• Collected data entries:
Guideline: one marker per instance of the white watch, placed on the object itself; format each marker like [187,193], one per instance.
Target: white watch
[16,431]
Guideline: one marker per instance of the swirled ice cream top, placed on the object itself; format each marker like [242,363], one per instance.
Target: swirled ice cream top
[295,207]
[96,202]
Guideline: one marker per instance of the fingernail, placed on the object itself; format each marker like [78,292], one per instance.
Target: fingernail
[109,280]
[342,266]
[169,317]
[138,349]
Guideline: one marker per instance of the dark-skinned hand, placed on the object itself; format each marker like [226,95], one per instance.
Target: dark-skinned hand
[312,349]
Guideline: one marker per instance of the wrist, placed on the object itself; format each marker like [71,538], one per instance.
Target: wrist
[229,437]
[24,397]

• Task brief: Each entry should be reproduced in the output exactly.

• Solved exercise:
Guideline: one marker per instance of the white watch, placed on the object itself; format each marker like [187,193], one per instance.
Target: white watch
[16,431]
Guideline: one marker per instance of the swirled ice cream top, placed on the object itself; format each marker like [242,363], one per instance.
Target: swirled ice cream top
[295,207]
[96,202]
Guideline: one marker per instance of the fingernail, placed on the object itself; format each marker like [78,292], one per instance.
Target: fingernail
[109,280]
[342,266]
[169,317]
[138,349]
Guideline: one marker per instance of the dark-skinned hand, placed on the object itself; format each marker like [226,95], one per instance.
Target: dark-skinned hand
[312,349]
Guideline: one marker per instance of the wrist, placed on the object itself; format each marker like [71,538], one per instance.
Target: wrist
[229,437]
[24,397]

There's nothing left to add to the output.